# Required action:
An exact repetition of the data below, without images, is the expected answer.

--*--

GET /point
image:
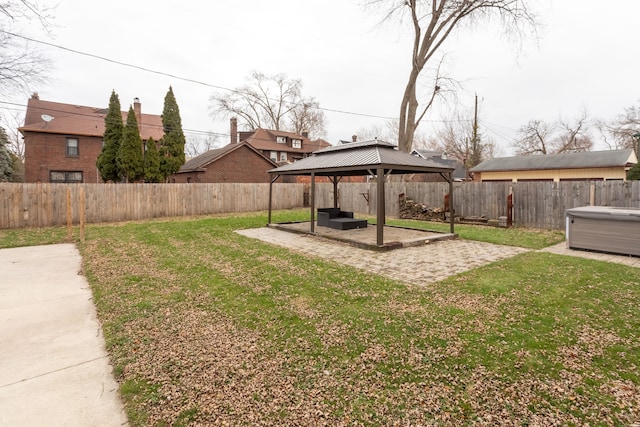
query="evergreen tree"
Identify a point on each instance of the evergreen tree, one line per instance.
(6, 162)
(152, 162)
(113, 133)
(172, 143)
(129, 157)
(634, 172)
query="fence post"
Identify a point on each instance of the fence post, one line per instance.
(69, 215)
(510, 208)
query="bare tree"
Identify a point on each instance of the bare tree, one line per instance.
(433, 21)
(461, 139)
(620, 132)
(308, 117)
(11, 123)
(271, 102)
(561, 136)
(388, 132)
(534, 138)
(574, 136)
(20, 64)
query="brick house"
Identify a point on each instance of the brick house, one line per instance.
(62, 141)
(279, 146)
(232, 163)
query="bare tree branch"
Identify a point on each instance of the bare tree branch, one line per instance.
(433, 21)
(20, 64)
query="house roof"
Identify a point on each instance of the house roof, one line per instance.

--*--

# Output:
GET /point
image:
query="evergreen tree"
Identify a point on each instance of the evergreen tree, one line per instance.
(6, 162)
(152, 162)
(113, 133)
(172, 143)
(129, 157)
(634, 172)
query="fence post"
Identify a point on each instance of the fence post, one line per instance.
(69, 215)
(510, 208)
query="bare tree"
Identify a point on each instance of the bare tree, one line per instance.
(433, 21)
(461, 139)
(620, 132)
(308, 117)
(11, 123)
(271, 102)
(561, 136)
(388, 132)
(534, 138)
(574, 136)
(20, 64)
query="brick house"
Identify a point on each instance of the brick house, one line per instance.
(62, 141)
(279, 146)
(232, 163)
query="bare tree branch"
Identify a point on each instance of the bare tree branch, one line per instance.
(433, 21)
(20, 64)
query="house roof"
Identify a point on each instance of the house roof, one line per instance.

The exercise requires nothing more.